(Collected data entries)
################

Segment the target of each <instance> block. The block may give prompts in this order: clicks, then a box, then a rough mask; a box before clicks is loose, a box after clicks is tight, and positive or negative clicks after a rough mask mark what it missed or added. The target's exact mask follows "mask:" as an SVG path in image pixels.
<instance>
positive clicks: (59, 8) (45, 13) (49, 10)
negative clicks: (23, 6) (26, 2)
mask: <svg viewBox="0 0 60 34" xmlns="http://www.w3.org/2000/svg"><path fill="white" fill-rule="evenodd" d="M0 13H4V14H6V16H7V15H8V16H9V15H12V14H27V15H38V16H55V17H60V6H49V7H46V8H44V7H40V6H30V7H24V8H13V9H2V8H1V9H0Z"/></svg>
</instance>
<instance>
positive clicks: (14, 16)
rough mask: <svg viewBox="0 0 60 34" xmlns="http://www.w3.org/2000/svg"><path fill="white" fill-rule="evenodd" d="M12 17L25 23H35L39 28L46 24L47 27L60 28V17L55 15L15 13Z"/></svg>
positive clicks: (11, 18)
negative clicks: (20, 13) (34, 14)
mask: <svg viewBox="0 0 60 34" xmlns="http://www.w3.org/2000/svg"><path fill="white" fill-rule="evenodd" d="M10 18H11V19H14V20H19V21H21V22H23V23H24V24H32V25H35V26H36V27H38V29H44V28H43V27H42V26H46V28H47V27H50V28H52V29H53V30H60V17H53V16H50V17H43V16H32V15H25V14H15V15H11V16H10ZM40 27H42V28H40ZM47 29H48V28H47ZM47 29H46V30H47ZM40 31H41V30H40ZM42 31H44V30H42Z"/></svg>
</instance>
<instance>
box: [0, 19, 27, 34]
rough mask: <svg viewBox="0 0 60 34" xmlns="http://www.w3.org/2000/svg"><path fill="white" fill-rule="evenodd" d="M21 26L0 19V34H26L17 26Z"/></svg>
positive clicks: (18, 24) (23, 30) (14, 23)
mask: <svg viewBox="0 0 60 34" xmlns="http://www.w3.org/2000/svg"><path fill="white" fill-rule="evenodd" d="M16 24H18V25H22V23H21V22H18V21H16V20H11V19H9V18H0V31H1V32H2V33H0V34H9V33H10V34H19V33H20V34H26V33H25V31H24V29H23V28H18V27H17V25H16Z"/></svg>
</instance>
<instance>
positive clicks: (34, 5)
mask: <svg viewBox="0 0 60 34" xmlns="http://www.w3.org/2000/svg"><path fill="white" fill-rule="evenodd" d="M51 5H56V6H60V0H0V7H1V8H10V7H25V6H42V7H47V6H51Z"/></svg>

################

Pull out every line of the material above that contains the string "negative", matching case exactly, and copy each one in full.

Segment the target of each <instance> block. The block may give prompts in this order: clicks, then a box, then a rough mask; a box before clicks is loose, a box after clicks is tight, and positive or negative clicks after a rough mask mark what it missed or added. The target's exact mask follows "mask:" as an SVG path in image pixels.
negative clicks: (23, 6) (26, 2)
negative clicks: (20, 13) (34, 14)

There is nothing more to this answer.